WHAT TO WORK ON: Reproduce every one of the following items verbatim, line by line.

Object location annotation data:
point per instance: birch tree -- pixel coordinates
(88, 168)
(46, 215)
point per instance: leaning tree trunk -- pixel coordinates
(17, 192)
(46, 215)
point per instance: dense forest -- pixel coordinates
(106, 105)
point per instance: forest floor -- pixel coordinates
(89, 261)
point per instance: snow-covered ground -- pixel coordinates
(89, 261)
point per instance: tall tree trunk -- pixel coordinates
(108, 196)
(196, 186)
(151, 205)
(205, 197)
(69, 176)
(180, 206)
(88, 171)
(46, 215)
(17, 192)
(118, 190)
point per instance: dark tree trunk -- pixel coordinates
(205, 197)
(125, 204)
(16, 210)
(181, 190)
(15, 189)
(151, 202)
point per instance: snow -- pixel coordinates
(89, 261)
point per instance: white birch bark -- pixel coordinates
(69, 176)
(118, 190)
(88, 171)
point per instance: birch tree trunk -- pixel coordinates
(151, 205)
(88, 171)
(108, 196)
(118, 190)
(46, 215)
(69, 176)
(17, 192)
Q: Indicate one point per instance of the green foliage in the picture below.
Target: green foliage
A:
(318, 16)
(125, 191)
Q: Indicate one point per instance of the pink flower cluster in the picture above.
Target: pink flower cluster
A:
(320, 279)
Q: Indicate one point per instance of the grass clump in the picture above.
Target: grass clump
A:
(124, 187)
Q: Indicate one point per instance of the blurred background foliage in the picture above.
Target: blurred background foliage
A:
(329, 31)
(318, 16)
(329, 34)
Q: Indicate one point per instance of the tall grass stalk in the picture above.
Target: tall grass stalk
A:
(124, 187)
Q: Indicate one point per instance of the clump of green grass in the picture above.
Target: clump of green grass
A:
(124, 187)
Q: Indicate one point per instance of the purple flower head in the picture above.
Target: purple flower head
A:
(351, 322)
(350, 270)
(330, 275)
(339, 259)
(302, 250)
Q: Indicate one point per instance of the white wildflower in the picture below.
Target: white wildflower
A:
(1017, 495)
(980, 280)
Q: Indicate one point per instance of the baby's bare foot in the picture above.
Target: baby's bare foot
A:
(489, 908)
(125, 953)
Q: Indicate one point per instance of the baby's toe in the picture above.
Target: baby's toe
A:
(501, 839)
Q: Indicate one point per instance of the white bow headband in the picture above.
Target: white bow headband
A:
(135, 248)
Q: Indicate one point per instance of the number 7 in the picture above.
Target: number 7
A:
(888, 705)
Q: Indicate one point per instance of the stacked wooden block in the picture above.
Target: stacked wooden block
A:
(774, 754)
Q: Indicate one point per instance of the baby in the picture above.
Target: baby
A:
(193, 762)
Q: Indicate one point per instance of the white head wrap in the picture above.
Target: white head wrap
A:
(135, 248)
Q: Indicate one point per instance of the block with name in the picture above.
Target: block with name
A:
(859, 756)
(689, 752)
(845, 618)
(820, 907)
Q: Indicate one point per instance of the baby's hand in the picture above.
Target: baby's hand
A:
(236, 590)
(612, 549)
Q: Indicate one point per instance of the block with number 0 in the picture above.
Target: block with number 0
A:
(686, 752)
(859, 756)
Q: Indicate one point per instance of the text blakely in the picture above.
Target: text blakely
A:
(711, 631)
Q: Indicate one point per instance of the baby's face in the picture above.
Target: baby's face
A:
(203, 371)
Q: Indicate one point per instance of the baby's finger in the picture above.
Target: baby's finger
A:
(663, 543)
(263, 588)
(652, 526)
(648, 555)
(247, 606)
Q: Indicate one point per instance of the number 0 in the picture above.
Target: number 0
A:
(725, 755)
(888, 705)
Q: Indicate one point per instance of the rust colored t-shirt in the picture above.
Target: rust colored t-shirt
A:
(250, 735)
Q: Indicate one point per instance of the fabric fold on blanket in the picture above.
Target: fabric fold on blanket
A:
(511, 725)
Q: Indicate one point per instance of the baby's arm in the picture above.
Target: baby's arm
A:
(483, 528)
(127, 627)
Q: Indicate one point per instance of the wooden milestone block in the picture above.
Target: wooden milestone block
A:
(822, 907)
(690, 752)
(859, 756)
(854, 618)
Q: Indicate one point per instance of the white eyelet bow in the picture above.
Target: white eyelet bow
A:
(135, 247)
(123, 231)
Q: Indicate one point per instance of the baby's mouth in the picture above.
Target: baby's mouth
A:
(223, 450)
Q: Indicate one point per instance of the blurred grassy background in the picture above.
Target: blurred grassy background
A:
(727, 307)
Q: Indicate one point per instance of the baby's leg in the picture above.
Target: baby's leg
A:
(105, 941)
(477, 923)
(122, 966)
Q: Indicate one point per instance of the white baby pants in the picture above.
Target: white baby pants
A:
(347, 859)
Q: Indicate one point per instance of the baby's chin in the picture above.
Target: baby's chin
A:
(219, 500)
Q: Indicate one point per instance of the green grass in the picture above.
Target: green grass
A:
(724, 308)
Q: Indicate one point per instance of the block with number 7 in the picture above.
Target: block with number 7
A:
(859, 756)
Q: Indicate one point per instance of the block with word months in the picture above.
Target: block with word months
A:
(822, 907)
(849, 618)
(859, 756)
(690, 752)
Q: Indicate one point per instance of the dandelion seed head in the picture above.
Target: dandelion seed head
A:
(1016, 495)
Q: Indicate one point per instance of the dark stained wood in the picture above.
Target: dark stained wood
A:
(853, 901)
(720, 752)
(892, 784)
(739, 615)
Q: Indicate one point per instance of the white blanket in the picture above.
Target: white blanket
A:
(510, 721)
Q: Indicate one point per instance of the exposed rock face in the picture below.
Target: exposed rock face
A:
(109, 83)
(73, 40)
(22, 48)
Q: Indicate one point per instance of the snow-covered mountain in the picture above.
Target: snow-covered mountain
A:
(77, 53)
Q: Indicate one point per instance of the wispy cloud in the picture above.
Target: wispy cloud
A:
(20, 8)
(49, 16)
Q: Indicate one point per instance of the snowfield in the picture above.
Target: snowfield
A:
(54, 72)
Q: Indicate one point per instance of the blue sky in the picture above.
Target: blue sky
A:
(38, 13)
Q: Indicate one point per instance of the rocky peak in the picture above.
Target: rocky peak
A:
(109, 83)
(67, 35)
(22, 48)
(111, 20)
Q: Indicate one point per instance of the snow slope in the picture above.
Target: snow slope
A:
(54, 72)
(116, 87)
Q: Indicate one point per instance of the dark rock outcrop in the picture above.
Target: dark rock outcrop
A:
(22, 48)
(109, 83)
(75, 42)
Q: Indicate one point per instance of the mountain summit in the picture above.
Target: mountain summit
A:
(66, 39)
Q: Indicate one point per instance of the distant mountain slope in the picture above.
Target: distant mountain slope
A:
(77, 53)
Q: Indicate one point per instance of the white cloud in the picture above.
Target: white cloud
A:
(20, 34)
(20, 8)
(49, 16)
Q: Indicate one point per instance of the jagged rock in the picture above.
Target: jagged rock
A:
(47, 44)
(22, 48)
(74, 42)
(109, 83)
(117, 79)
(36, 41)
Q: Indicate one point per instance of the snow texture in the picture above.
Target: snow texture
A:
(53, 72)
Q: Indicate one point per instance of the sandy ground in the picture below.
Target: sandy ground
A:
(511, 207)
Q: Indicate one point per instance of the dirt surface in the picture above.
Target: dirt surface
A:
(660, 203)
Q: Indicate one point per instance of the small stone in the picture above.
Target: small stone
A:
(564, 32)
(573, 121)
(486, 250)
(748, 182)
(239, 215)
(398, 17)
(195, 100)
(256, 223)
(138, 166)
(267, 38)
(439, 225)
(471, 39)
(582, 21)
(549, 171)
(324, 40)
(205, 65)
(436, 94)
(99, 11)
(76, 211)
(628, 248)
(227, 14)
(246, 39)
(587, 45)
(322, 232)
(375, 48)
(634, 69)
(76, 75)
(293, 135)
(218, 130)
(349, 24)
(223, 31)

ANSWER FOR THE TASK:
point per instance: birch tree -- pixel coordinates
(88, 168)
(46, 215)
point per instance: leaning tree trunk -- pixel coordinates
(17, 192)
(46, 215)
point per instance: dense forest -- pixel coordinates
(106, 105)
point per instance: forest floor -- pixel coordinates
(89, 261)
point per instance: snow-covered ground -- pixel coordinates
(89, 261)
point per instance: tall tree trunk -- pixel coordinates
(108, 196)
(196, 186)
(151, 205)
(205, 197)
(69, 176)
(180, 206)
(88, 171)
(46, 215)
(17, 192)
(118, 190)
point per instance: dark tree trunk -- pixel coordinates
(205, 197)
(125, 204)
(16, 210)
(181, 190)
(15, 189)
(151, 202)
point per instance: snow -- pixel coordinates
(89, 261)
point per instance: white birch bark -- pixel coordinates
(69, 176)
(118, 190)
(88, 171)
point per instance: birch tree trunk -- pixel coordinates
(151, 205)
(88, 171)
(108, 196)
(118, 190)
(46, 215)
(69, 176)
(17, 192)
Q: Indicate one point per instance of the green foliage in the picture below.
Target: green foliage
A:
(318, 16)
(125, 191)
Q: Indicate one point per instance of the pink flower cluster in the picture above.
Target: pink flower cluster
A:
(320, 279)
Q: Indicate one point per instance of the grass clump in the picture above.
Target: grass clump
A:
(124, 187)
Q: Indicate one point per instance of the blurred background foliage in the picture above.
Target: blurred background foliage
A:
(329, 31)
(318, 16)
(329, 34)
Q: Indicate one point per instance of the tall grass stalk in the picture above.
Target: tall grass stalk
A:
(124, 187)
Q: Indicate one point per instance of the clump of green grass in the picture above.
Target: clump of green grass
A:
(124, 187)
Q: Indicate one point per instance of the purple flower head in the picture above.
Target: purple flower head
A:
(351, 322)
(350, 270)
(330, 275)
(339, 259)
(302, 250)
Q: Indicate one point per instance of the white wildflower in the picture below.
Target: white wildflower
A:
(1017, 495)
(980, 280)
Q: Indicate one point per instance of the baby's bare foot in the picture above.
Target: baby's bare foot
A:
(489, 908)
(125, 953)
Q: Indicate one point per instance of the baby's toe in the picture above.
Target: baby's toe
A:
(501, 839)
Q: Indicate one point per instance of the white bow headband in the picture above.
Target: white bow headband
A:
(135, 248)
Q: Indicate one point per instance of the number 7 in the picture above.
Target: number 7
A:
(888, 705)
Q: Indicate one point per instance of the stacked wooden block in the picture above.
Target: stacked wooden block
A:
(774, 754)
Q: Indicate one point per instance of the baby in the picture above.
Target: baby
A:
(193, 762)
Q: Indicate one point per instance of the white head wrap in the picture above.
Target: white head wrap
A:
(135, 248)
Q: Indicate one point per instance of the block with name in the picture above.
Target: block with name
A:
(859, 756)
(689, 752)
(845, 618)
(820, 907)
Q: Indicate one point per instance of the baby's hand in the picture above.
Target: baby's hand
A:
(236, 590)
(612, 549)
Q: Indicate one point per instance of the block with number 0 in the picture above.
Target: block with number 0
A:
(686, 752)
(859, 756)
Q: Indicate one point per instance of the text blakely in the picture above.
Target: text blakely
A:
(711, 631)
Q: Indicate one point per instance of the baby's face in the picture above.
Target: baby's face
A:
(203, 371)
Q: Indicate one point per instance of the baby's finger in the picture above.
Target: baby's finger
A:
(663, 543)
(263, 588)
(652, 526)
(648, 555)
(247, 606)
Q: Indicate one point per instance of the number 0 in the picture above.
Target: number 0
A:
(725, 755)
(888, 705)
Q: Indicate one point per instance of the rust colored t-shirt in the picture above.
Target: rust colored t-shirt
A:
(250, 735)
Q: Indicate one point per instance of the fabric fold on blanket in the picture above.
Target: fabric fold on blanket
A:
(511, 725)
Q: Indicate one point per instance of the baby's arm in the picture above.
Target: baby's arm
A:
(483, 528)
(127, 627)
Q: Indicate one point per instance of the wooden milestone block in the picture above.
Target: wooden milestone block
A:
(822, 907)
(690, 752)
(859, 756)
(854, 618)
Q: Indicate one point per instance of the white eyelet bow in the picture above.
Target: white eyelet bow
A:
(135, 247)
(123, 231)
Q: Indicate one point per instance of the baby's mouth in the picture above.
Target: baby's mouth
A:
(223, 450)
Q: Indicate one point per instance of the blurred grassy background in the picture above.
Target: blurred grassy background
A:
(727, 307)
Q: Indicate one point per instance of the baby's leg in the picture above.
Target: baby's leg
A:
(105, 941)
(477, 923)
(122, 966)
Q: Indicate one point per instance of the white baby pants in the picture above.
Target: white baby pants
A:
(347, 859)
Q: Indicate one point per instance of the baby's chin in the picture above.
Target: baby's chin
A:
(219, 500)
Q: Indicate one point per instance of the green grass in the picture above.
Target: green grass
A:
(724, 308)
Q: Indicate one point per instance of the block with number 7 in the picture above.
Target: block with number 7
A:
(859, 756)
Q: Indicate one point per instance of the block with word months in the picture above.
Target: block with word months
A:
(822, 907)
(849, 618)
(859, 756)
(690, 752)
Q: Indicate one point per instance of the dandelion seed head in the picture above.
Target: dandelion seed head
A:
(1016, 495)
Q: Indicate one point per instance of the dark stained wood in the picture above.
Target: dark stained wood
A:
(853, 901)
(720, 752)
(892, 784)
(739, 615)
Q: Indicate one point per instance of the white blanket in the picture above.
Target: white blanket
A:
(510, 721)
Q: Indicate one point per instance of the exposed rock face in the picture below.
Target: exposed rock face
A:
(109, 83)
(73, 40)
(22, 48)
Q: Indicate one point per instance of the snow-covered mountain in the picture above.
Target: snow-covered mountain
A:
(77, 53)
Q: Indicate one point per instance of the wispy cloud in the picture above.
Target: wispy cloud
A:
(20, 8)
(49, 16)
Q: Indicate one point per instance of the snowfield in the picture above.
Target: snowfield
A:
(54, 72)
Q: Indicate one point per instance of the blue sky in the picture above.
Target: blue sky
A:
(38, 13)
Q: Indicate one point per instance of the rocky peak in the picture above.
Target: rocky peak
A:
(109, 83)
(67, 35)
(22, 48)
(111, 20)
Q: Indicate one point per instance of the snow slope in the picture above.
Target: snow slope
A:
(54, 72)
(116, 87)
Q: Indicate one point per instance of the dark rock outcrop in the picture above.
Target: dark rock outcrop
A:
(22, 48)
(109, 83)
(75, 42)
Q: Indicate one point per instance of the mountain summit in the picture above.
Target: mountain summit
A:
(66, 39)
Q: Indicate one point per instance of the distant mountain slope in the picture above.
Target: distant mountain slope
A:
(77, 53)
Q: Indicate one point per instance of the white cloud in the picture above.
Target: white cloud
A:
(20, 34)
(20, 8)
(49, 16)
Q: Indicate one point per instance of the jagged rock in the picture above.
Target: jagged rock
A:
(47, 44)
(22, 48)
(74, 42)
(109, 83)
(117, 79)
(36, 41)
Q: Indicate one point per instance of the snow texture in the picture above.
Target: snow texture
A:
(53, 72)
Q: Indicate one point per instance of the sandy ground in the picture below.
Target: sandy ground
A:
(511, 207)
Q: Indicate one point per instance of the dirt surface in the picture above.
Target: dirt surface
A:
(660, 203)
Q: Indicate one point per instance of the small stone in the picture above.
Target: small stone
A:
(564, 32)
(573, 121)
(486, 250)
(748, 182)
(239, 215)
(398, 17)
(195, 100)
(256, 223)
(138, 166)
(267, 38)
(439, 225)
(471, 39)
(582, 21)
(549, 171)
(324, 40)
(205, 65)
(436, 94)
(99, 11)
(76, 211)
(628, 248)
(227, 14)
(246, 39)
(587, 45)
(322, 232)
(375, 48)
(634, 69)
(76, 75)
(293, 135)
(218, 130)
(349, 24)
(223, 31)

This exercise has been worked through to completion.